#### MATERIAL SHOWN:

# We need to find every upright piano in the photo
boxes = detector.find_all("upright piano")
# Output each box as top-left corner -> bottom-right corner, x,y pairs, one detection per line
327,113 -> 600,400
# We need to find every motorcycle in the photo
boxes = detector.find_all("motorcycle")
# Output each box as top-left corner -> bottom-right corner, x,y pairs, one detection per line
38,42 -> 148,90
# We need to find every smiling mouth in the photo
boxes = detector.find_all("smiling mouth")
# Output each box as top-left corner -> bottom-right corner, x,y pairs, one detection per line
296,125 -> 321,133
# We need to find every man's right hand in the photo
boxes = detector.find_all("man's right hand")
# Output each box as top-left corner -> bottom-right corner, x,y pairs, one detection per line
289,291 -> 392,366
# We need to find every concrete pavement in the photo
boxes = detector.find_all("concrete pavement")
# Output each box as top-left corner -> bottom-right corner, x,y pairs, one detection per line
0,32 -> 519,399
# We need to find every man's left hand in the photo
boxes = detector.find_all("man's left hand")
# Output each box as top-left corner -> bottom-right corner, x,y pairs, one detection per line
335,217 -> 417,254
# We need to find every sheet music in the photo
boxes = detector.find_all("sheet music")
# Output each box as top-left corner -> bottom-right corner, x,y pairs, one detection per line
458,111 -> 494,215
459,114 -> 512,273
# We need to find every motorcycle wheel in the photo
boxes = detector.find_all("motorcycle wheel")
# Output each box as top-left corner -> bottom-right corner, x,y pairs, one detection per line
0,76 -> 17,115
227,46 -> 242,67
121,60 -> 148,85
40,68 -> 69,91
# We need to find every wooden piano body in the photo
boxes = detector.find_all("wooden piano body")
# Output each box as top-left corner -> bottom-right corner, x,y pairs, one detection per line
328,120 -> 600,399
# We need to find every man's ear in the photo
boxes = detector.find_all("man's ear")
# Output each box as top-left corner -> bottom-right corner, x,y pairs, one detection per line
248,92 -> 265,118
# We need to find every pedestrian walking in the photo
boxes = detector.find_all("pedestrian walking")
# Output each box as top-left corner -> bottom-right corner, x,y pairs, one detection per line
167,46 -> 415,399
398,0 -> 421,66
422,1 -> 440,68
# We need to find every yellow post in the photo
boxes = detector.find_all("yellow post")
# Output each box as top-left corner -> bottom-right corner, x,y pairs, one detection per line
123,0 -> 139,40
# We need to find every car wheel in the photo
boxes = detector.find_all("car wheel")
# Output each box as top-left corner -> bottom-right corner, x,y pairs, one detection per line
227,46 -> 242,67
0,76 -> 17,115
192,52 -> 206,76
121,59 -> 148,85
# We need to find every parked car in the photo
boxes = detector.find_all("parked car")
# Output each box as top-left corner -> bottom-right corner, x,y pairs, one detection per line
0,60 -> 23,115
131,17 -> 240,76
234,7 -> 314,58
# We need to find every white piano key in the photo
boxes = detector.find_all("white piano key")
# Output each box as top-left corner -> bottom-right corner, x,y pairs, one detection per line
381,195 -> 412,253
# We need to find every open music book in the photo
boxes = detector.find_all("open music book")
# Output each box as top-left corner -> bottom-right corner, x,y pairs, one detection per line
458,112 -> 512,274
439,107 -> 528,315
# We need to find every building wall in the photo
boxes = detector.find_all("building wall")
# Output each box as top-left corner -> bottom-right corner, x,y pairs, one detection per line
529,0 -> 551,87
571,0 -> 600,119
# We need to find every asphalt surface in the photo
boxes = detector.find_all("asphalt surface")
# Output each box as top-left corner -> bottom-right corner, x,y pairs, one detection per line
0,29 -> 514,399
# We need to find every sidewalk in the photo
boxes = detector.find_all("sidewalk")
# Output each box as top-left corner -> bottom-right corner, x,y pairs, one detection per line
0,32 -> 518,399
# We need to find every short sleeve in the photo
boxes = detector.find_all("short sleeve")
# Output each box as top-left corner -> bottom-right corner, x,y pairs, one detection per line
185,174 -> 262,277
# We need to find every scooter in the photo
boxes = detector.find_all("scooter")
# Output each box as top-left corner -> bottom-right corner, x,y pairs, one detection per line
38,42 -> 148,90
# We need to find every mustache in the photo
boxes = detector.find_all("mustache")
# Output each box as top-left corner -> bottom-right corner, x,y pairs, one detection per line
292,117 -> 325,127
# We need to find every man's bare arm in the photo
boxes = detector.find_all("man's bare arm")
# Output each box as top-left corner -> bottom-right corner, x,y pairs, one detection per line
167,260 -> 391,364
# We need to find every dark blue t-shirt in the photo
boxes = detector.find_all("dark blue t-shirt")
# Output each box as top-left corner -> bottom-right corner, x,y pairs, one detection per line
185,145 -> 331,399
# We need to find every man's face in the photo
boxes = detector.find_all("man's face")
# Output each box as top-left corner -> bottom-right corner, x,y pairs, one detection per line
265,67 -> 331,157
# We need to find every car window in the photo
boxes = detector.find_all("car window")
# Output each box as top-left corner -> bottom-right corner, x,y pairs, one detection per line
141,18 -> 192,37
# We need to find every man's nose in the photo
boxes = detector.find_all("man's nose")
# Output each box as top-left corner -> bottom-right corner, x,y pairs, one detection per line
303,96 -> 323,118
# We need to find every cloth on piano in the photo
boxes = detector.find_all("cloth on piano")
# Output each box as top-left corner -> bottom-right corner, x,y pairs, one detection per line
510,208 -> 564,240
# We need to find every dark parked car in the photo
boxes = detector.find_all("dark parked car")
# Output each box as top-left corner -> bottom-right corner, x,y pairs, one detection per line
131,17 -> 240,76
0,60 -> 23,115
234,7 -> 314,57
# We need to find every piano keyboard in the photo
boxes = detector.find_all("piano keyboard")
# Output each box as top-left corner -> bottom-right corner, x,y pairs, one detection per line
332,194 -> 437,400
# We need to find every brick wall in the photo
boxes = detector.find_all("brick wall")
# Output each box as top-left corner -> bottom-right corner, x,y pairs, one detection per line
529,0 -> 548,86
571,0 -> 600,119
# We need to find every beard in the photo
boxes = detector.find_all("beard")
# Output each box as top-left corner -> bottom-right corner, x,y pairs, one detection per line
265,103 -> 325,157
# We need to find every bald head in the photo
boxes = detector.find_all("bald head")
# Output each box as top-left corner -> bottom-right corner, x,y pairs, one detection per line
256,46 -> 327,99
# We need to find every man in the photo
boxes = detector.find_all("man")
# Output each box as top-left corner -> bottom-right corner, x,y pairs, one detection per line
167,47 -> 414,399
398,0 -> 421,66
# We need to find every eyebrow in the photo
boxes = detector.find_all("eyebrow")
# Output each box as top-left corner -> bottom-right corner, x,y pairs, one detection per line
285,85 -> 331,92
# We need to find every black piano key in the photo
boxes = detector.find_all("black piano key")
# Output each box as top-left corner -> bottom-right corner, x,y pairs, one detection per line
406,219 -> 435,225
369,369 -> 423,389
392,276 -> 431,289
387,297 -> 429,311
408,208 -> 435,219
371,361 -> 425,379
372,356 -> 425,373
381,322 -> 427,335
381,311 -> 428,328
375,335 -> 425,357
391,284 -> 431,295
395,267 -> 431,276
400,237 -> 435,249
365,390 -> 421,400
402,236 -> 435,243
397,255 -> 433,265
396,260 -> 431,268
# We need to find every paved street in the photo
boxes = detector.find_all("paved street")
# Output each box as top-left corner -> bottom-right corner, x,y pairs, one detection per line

#### GOAL:
Reproduce all of the lines above without changing a single character.

#### RESULT:
# We need to find every upright piano in the photo
boxes = detector.find_all("upright piano")
# Output each box as top-left corner -> bottom-right corner, x,y pairs, one detection per line
327,113 -> 600,400
# We need to find every motorcycle in the photo
boxes = detector.find_all("motorcycle")
# Output each box as top-left corner -> bottom-right corner, x,y pairs, one detection per line
38,42 -> 148,90
# We need to find every smiling mouth in the photo
boxes = detector.find_all("smiling mouth")
# Output each box as top-left corner -> bottom-right corner, x,y pairs, one detection per line
296,125 -> 321,133
# We need to find every man's right hand in the photo
boxes = detector.find_all("man's right hand")
# Output each box as top-left corner -> bottom-right corner, x,y pairs, one detection per line
289,291 -> 392,366
# We need to find every concrete pavement in the photo
boxes = detector.find_all("concrete pavement")
# Output each box as top-left corner -> bottom-right corner, x,y pairs, one detection per line
0,32 -> 519,399
# We need to find every man's left hand in the photo
boxes = detector.find_all("man's left hand")
# Output each box as top-left corner -> bottom-right corner, x,y pairs, one detection per line
335,217 -> 417,254
# We need to find every sheet music in the photo
boxes = detector.find_all("sheet music")
# Output each box as top-left corner -> bottom-right corner, x,y pairs, one detection per line
458,111 -> 494,215
459,114 -> 512,273
# We need to find every motorcycle wheel in the photo
boxes = detector.find_all("motorcycle wheel")
# Output each box as top-left corner -> bottom-right corner, x,y pairs, one detection per line
0,76 -> 17,115
227,46 -> 242,67
121,60 -> 148,85
40,68 -> 69,91
# We need to find every wooden piano body in the photo
boxes = detector.find_all("wooden piano body")
# Output each box as top-left corner -> bottom-right corner, x,y pairs, one detection per line
328,120 -> 600,399
# We need to find every man's ear in the photo
boxes = detector.find_all("man's ear")
# Output each box as top-left corner -> bottom-right corner, x,y pairs, one detection per line
248,92 -> 265,118
# We need to find every pedestrian walking in the photo
boxes = detector.find_all("pedestrian walking")
# Output each box as top-left corner -> bottom-right corner, x,y pairs, one detection per line
167,46 -> 415,399
398,0 -> 421,66
422,1 -> 440,68
# We need to find every yellow post in the photo
boxes = detector.find_all("yellow post")
# Output each box as top-left corner -> bottom-right corner, x,y pairs, one detection per line
123,0 -> 139,40
# We need to find every car wheel in the photo
boxes = detector.find_all("car wheel")
# Output each box as top-left corner -> bottom-right corner, x,y pairs, one detection per line
227,46 -> 242,67
0,76 -> 17,115
192,52 -> 206,76
121,59 -> 148,85
# We need to find every parked car in the photo
boxes = detector.find_all("parked car")
# Output each box as top-left corner -> bottom-right corner, x,y pairs, one detection per line
0,60 -> 23,115
131,17 -> 240,76
234,7 -> 314,58
# We need to find every white piano key in the photo
boxes = detector.find_all("white piano key")
# Output each box as top-left corner -> bottom-right corner, x,y pairs, one detection per line
381,195 -> 412,253
# We need to find every open music book in the photo
boxes = detector.find_all("open music book")
# Output each box as top-left corner -> bottom-right corner, x,y pairs, one detection per line
458,112 -> 512,274
439,107 -> 528,315
# We need to find every building wall in the photo
boxes = detector.find_all("building wall")
# Output each box as top-left corner -> bottom-right corner, x,y pairs, one detection per line
529,0 -> 551,87
571,0 -> 600,119
# We need to find every asphalt surface in the photo
boxes = detector.find_all("asphalt surface")
# Output each box as top-left corner -> bottom-right corner, x,y pairs, one detection per line
0,29 -> 514,399
# We need to find every sidewalk in the photo
boxes = detector.find_all("sidewalk")
# Output each box as top-left corner -> bottom-right corner, x,y pairs, one detection per line
0,32 -> 518,399
# We need to find every short sleeve in the photo
boxes = detector.find_all("short sleeve")
# Output each box as top-left corner -> bottom-right corner, x,y pairs, one detection per line
185,174 -> 262,277
# We need to find every scooter in the photo
boxes = detector.find_all("scooter")
# Output each box as top-left corner -> bottom-right corner, x,y pairs, one detection per line
38,42 -> 148,90
# We need to find every mustache in the photo
boxes = detector.find_all("mustache")
# Output each box as top-left corner -> bottom-right corner, x,y pairs, one detection per line
292,117 -> 325,127
# We need to find every man's bare arm in the photo
boxes = detector.find_all("man's bare arm")
# Output each box as top-left corner -> bottom-right corner, x,y pairs, one detection per line
167,260 -> 391,364
# We need to find every dark blue t-shirt in the photo
boxes = detector.find_all("dark blue t-shirt")
# Output each box as top-left corner -> bottom-right corner, x,y pairs, one detection per line
185,145 -> 331,399
# We need to find every man's face in the photo
boxes = detector.find_all("man's face")
# Output each box as top-left corner -> bottom-right corner, x,y pairs, one detection per line
265,67 -> 331,157
# We need to find every car window in the photo
boxes = detector.find_all("car window")
# Output each box as top-left corner -> bottom-right corner, x,y pairs, one detection per line
141,18 -> 192,37
# We need to find every man's nose in the photo
boxes = detector.find_all("man's nose")
# Output each box as top-left corner -> bottom-right corner, x,y pairs, one detection per line
303,96 -> 323,118
# We need to find every cloth on piano in the photo
boxes = detector.find_all("cloth on piano")
# Output each box as top-left corner -> bottom-right corner, x,y pairs, one detection per line
510,208 -> 564,240
# We need to find every dark parked car in the photo
boxes = detector.find_all("dark parked car")
# Output each box as top-left corner -> bottom-right corner, x,y pairs, one detection per line
131,17 -> 240,76
0,60 -> 23,115
234,7 -> 314,57
# We need to find every piano keyboard in the photo
boxes = detector.find_all("piano keyboard")
# Output each box as top-left corner -> bottom-right corner, x,y pairs, one detection per line
332,194 -> 437,400
# We need to find every brick wall in the photo
boxes = detector.find_all("brick wall")
# Output each box as top-left corner -> bottom-right corner, x,y pairs, one detection per line
529,0 -> 548,86
571,0 -> 600,119
# We need to find every beard in the photo
boxes = detector.find_all("beard")
# Output each box as top-left corner -> bottom-right corner, x,y pairs, one detection per line
265,103 -> 325,157
# We need to find every bald head in the photo
boxes = detector.find_all("bald head")
# Output each box as top-left corner -> bottom-right corner, x,y pairs, one detection per line
256,46 -> 327,99
# We need to find every man in the photo
boxes = detector.find_all("man")
# Output each box as top-left corner -> bottom-right corner, x,y pairs, one detection per line
167,47 -> 414,399
398,0 -> 421,66
# We need to find every eyebrow in the photo
boxes = detector.find_all("eyebrow")
# Output each box as top-left corner -> bottom-right corner, x,y pairs, one detection per line
285,85 -> 331,92
# We need to find every black piano key in the photo
boxes = detector.find_all("black piano key")
# Output each box as top-left corner -> bottom-right corner, x,y pairs, one detection per line
406,219 -> 435,225
369,369 -> 423,389
392,276 -> 431,289
387,297 -> 429,311
408,208 -> 435,219
371,361 -> 425,379
372,356 -> 425,373
381,322 -> 427,335
381,311 -> 428,328
375,335 -> 425,357
391,284 -> 431,295
395,267 -> 431,276
400,237 -> 435,249
365,390 -> 421,400
402,236 -> 435,243
397,255 -> 433,265
396,260 -> 431,268
# We need to find every paved street in the photo
boxes = detector.find_all("paved street")
# Output each box as top-left corner -> bottom-right corner, x,y pairs, one detection per line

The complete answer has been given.